* Begin Information shown *
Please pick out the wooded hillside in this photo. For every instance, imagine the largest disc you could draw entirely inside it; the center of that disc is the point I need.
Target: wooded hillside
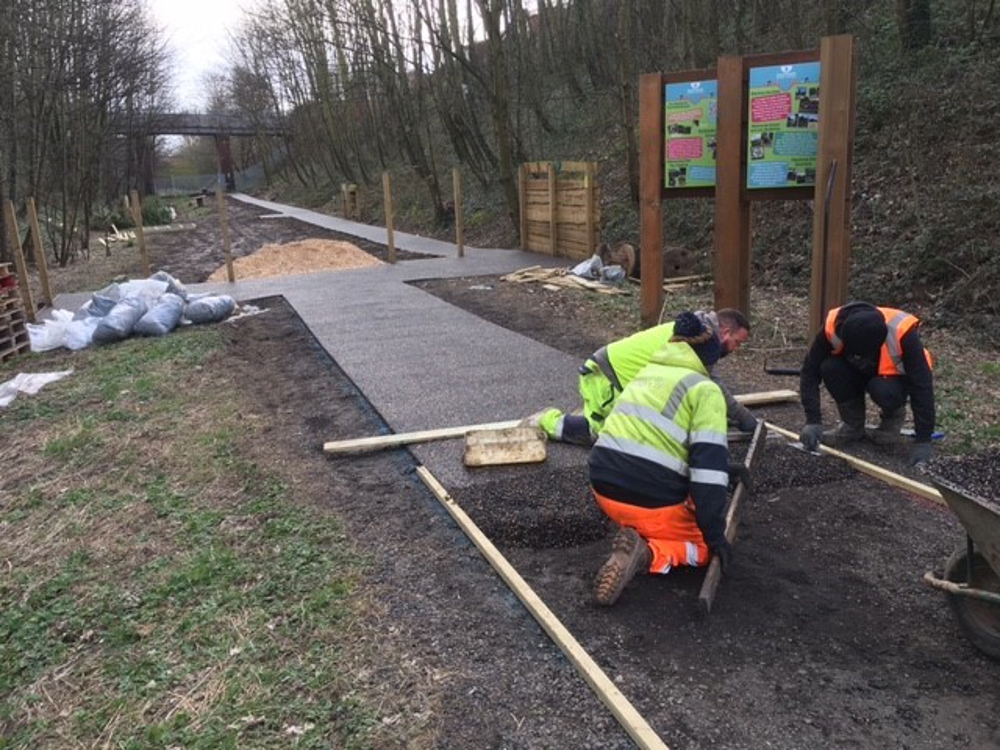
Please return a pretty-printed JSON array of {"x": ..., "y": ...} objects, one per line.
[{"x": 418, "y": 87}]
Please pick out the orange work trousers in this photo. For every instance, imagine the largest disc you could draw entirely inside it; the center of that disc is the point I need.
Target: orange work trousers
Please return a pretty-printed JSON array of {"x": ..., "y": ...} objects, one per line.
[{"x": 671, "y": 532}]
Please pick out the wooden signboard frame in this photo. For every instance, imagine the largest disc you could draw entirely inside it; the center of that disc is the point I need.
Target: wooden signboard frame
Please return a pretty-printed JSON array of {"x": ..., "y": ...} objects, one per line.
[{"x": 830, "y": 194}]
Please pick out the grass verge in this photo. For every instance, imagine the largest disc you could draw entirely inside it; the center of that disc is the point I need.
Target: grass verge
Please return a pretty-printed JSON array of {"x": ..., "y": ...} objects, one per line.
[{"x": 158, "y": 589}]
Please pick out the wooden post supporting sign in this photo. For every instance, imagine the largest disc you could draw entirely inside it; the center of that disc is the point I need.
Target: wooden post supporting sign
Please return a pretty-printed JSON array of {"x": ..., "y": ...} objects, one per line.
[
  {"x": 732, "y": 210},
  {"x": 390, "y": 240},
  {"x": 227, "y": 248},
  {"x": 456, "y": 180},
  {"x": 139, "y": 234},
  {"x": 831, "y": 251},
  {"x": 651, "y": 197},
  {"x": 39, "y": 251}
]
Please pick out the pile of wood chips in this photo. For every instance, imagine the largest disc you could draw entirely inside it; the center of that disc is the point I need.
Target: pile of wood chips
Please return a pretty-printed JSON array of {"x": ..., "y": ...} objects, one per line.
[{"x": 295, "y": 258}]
* End Information shown *
* Begin Information shown *
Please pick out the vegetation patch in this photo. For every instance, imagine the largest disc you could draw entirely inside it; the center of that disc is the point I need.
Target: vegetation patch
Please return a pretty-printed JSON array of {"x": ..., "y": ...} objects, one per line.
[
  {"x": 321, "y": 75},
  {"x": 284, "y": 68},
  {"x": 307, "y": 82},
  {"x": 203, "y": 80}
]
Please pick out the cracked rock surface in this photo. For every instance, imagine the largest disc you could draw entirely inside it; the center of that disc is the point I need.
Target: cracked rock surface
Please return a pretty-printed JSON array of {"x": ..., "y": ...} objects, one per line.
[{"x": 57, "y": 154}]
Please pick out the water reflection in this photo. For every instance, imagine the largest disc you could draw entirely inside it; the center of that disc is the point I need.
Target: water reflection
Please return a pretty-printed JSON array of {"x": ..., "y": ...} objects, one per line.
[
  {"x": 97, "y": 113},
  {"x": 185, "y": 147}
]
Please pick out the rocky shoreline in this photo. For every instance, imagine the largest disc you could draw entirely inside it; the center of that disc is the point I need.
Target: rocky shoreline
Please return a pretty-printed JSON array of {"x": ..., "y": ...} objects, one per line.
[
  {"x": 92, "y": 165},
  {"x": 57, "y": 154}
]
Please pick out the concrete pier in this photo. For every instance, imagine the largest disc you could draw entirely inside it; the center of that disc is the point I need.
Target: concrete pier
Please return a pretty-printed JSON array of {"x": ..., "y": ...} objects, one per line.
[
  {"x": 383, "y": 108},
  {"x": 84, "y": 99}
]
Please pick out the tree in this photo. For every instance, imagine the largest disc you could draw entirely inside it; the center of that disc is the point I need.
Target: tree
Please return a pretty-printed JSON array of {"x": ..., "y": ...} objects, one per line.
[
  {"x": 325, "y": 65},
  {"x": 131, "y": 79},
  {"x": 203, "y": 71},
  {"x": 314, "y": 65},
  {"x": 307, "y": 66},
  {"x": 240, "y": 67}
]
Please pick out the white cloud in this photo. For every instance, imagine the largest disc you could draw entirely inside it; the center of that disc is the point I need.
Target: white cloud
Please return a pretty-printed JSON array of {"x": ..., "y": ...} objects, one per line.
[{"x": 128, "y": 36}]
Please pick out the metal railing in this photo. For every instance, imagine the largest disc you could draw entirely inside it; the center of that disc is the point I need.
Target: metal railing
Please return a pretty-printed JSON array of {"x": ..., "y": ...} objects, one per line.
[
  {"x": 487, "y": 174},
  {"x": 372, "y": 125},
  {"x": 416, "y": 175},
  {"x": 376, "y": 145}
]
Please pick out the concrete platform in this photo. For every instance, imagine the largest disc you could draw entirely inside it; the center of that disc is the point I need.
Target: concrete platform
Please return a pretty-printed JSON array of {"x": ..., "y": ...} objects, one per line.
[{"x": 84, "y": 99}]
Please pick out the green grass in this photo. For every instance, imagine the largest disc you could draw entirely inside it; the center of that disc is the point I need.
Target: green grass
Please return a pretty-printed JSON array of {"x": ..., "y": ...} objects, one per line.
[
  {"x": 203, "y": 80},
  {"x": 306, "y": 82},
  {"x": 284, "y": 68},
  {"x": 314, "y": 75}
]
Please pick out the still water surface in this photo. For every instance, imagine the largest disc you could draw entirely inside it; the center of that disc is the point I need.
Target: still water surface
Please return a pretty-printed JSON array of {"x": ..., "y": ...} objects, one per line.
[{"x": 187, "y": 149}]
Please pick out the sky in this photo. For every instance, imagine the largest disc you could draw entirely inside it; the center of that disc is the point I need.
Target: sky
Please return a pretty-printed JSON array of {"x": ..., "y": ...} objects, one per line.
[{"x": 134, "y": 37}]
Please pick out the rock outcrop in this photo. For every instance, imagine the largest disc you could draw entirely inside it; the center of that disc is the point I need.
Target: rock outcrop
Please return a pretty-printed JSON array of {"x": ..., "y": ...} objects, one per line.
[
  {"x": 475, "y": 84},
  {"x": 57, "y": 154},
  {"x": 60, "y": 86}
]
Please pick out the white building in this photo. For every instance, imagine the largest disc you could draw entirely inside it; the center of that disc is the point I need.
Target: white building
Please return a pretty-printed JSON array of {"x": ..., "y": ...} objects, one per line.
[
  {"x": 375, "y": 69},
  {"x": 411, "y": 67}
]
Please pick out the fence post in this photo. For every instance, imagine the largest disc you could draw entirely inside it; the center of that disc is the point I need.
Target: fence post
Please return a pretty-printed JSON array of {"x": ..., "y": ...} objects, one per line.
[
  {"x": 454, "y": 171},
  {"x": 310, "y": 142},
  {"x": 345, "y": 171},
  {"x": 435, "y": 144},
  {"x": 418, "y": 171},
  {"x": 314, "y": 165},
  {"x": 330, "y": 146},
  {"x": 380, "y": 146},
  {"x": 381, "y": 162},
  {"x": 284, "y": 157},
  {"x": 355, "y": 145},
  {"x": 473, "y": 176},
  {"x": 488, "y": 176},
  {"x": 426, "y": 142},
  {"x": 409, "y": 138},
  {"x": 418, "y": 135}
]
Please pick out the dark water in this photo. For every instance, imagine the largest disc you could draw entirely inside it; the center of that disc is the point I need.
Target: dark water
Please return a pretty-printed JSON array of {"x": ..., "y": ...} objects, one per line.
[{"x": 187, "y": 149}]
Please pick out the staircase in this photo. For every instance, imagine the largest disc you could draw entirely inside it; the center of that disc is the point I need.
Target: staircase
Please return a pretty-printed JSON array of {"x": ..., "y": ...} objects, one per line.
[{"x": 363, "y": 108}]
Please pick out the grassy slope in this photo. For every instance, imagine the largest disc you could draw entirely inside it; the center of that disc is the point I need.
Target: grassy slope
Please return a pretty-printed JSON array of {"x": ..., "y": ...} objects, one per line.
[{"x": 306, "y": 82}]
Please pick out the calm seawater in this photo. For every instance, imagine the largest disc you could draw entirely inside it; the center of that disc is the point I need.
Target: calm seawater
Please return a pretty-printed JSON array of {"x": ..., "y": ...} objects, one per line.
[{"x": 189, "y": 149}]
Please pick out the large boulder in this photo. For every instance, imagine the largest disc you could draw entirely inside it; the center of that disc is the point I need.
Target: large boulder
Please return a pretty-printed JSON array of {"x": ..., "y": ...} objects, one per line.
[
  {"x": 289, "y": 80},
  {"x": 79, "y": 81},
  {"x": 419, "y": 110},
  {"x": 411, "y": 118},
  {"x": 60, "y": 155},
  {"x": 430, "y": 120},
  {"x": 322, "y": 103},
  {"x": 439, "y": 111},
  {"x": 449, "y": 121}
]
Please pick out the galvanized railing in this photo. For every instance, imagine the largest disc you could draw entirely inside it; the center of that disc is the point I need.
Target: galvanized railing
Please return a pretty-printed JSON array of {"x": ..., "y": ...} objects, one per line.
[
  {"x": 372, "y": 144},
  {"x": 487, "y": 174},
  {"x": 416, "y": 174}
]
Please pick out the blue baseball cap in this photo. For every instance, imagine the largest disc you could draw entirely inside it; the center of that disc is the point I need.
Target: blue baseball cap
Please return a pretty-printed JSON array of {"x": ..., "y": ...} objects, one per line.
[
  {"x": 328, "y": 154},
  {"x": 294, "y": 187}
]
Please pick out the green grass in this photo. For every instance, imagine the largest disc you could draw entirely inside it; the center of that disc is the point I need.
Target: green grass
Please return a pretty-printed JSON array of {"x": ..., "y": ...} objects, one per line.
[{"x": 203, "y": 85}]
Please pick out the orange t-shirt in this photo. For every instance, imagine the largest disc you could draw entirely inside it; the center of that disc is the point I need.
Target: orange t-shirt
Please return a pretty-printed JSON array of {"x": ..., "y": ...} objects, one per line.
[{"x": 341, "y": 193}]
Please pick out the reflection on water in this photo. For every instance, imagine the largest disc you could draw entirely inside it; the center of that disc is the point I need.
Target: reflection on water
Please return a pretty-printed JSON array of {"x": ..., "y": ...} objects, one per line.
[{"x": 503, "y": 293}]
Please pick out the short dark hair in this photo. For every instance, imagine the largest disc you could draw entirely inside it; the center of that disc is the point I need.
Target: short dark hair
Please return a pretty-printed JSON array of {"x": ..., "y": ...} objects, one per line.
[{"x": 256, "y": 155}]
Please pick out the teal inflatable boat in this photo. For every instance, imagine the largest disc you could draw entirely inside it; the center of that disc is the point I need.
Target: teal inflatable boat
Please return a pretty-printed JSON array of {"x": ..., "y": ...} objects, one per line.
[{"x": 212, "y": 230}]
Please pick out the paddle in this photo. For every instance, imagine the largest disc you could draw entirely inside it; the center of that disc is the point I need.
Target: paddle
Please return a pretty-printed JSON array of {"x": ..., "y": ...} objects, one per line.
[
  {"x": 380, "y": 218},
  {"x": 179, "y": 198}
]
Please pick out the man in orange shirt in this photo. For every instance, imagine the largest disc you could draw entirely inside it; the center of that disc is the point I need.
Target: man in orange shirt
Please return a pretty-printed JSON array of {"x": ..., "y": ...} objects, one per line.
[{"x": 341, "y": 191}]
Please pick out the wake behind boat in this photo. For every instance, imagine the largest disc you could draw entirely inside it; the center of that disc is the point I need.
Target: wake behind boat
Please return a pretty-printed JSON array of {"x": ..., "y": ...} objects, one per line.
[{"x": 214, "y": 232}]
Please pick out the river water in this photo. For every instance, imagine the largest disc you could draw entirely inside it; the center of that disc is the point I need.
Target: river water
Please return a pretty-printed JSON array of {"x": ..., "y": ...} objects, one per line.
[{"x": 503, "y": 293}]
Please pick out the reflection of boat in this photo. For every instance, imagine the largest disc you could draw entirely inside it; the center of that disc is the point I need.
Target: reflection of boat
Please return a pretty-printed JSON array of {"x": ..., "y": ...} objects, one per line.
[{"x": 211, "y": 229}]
* End Information shown *
## Work to complete
Report every line in the entries above that contains the string "verge". Case counts.

## Response to this task
Please pick out the grass verge in this photo. For every instance, imagine the largest disc you could draw entirely inside it; the center of that disc is the point I need.
Target: grass verge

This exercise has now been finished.